- _TEXTO PARA LEITURA_:
###

Risco!!!
Política de segurança do governo é falha', diz historiador
Vinícius Valfré
Entrevista com Adriano de Freixo
Historiador e Professor do Instituto de Estudos Estratégicos da Univ. Fed. Fluminense (UFF)
Adriano de Freixo aponta que a “bolsonarização” das polícias não se converte em aprimoramento da política pública do setor
A conexão que o presidente Jair Bolsonaro tem com alas da PM é visível. O senhor vislumbra ameaças reais à democracia a partir dessa simbiose?
Adriano de Freixo: Após sua ascensão à presidência, Bolsonaro tem procurado estreitar esses laços procurando atender reivindicações corporativas das forças de segurança – como, por exemplo, a defesa da ampliação do “excludente de ilicitude” para agentes de segurança ou o apoio à proposta de reforma das polícias em discussão no Congresso Nacional -, mas também se tornando presença constante em formaturas de policiais (de diferentes corporações: PM, PF, PRF) nos diversos estados da federação. Neste sentido, há sim a preocupação em relação uma possível instrumentalização política dessas Forças de Segurança pelo presidente da República em uma eventual tentativa de ruptura democrática.
Como avalia a absorção de policiais militares em postos-chave do governo federal? Do entorno do presidente, em cargos de assessoramento especial no Planalto, a órgãos técnicos (como Funasa, ICMbio, Senasp, etc).

###

- _DADOS APRESENTADOS_:
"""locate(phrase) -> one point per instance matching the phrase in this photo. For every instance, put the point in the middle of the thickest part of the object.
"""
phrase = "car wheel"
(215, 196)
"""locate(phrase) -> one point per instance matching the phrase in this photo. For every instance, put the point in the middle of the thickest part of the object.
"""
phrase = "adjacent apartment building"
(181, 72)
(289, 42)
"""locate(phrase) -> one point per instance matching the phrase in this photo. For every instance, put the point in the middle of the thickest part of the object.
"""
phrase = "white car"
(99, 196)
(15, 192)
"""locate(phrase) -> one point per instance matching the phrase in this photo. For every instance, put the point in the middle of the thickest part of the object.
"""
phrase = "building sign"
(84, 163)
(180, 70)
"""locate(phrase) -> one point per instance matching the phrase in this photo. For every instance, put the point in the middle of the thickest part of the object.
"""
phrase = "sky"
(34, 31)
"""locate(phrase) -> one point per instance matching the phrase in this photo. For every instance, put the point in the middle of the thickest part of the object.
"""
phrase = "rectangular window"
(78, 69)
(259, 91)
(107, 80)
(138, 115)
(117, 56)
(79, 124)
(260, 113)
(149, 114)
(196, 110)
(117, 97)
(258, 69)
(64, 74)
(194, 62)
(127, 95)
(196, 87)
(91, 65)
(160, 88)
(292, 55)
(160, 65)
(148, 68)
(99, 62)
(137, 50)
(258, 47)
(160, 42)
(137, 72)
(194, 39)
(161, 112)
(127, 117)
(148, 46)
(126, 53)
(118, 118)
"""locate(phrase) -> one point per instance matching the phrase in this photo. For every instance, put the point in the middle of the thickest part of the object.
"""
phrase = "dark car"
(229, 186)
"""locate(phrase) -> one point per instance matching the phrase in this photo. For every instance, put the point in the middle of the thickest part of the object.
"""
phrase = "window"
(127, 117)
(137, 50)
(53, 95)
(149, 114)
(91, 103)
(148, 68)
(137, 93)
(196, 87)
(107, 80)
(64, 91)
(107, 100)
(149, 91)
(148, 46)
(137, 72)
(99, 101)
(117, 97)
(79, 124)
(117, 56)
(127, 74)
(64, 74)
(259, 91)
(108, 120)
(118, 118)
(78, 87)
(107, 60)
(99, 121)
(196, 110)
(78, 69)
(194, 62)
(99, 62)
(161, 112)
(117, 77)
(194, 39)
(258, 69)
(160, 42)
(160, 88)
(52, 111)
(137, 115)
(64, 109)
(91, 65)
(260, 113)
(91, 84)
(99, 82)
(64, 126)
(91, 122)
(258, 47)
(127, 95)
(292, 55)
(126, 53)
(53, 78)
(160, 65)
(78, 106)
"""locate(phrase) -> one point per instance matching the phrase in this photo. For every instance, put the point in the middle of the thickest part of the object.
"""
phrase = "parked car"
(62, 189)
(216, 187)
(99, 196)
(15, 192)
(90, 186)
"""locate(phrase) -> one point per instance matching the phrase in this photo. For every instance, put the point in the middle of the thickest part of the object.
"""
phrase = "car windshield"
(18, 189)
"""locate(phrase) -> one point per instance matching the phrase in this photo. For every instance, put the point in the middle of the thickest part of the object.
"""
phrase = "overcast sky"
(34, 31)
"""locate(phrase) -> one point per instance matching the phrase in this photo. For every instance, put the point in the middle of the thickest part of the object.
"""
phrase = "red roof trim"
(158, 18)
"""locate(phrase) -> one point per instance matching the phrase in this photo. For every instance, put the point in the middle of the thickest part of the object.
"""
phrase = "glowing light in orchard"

###

- _INSTRUÇÕES DO EXERCÍCIO_:
(a) Repita da entrevista sobre segurança pública tudo o que vai de "Adriano de Freixo: Após" até "de ruptura democrática.".
(b) Retome a entrevista sobre segurança pública a partir do ponto em que ela para e dê continuidade ao texto.

- _RESPOSTAS POR TAREFA_:
(a)
Adriano de Freixo: Após sua ascensão à presidência, Bolsonaro tem procurado estreitar esses laços procurando atender reivindicações corporativas das forças de segurança – como, por exemplo, a defesa da ampliação do “excludente de ilicitude” para agentes de segurança ou o apoio à proposta de reforma das polícias em discussão no Congresso Nacional -, mas também se tornando presença constante em formaturas de policiais (de diferentes corporações: PM, PF, PRF) nos diversos estados da federação. Neste sentido, há sim a preocupação em relação uma possível instrumentalização política dessas Forças de Segurança pelo presidente da República em uma eventual tentativa de ruptura democrática.

(b)
Adriano de Freixo: Essa grande participação de integrantes das Forças de Segurança no governo – ao lado da forte e crescente presença de militares das três Forças Armadas – se insere no que eu chamo de processo de “bolsonarização” das polícias, que tem como um de seus aspectos centrais a tentativa do presidente da República de se aproximar – e mesmo cooptar – das forças de segurança, instrumentalizando-as para seu projeto político. Ao mesmo tempo, procura monopolizar para si o discurso e a agenda da segurança pública – um dos calcanhares de Aquiles das esquerdas -, tema de forte impacto junto à opinião pública.
Os acenos que o presidente faz às forças estaduais de segurança ajudam de alguma maneira a política de segurança pública?
Adriano de Freixo: Ajuda o presidente a tentar monopolizar o discurso da segurança pública, colocando em seus adversários políticos – notadamente os do campo progressista - a pecha de “defensores de bandidos” e demonizando a defesa dos Direitos Humanos, elementos recorrentes em sua retórica ao longo de toda sua trajetória política, mas não tem nenhum grande efeito prático. A política de segurança pública do governo federal é extremamente falha - a adoção de medidas que flexibilizam a compra e a posse de armas como uma questão central para a segurança pública é um bom exemplo disto - e a articulação com os governos estaduais é bastante deficiente. No fim das contas, o que parece restar é só uma retórica fortemente punitivista – bem ao gosto da base política do bolsonarismo.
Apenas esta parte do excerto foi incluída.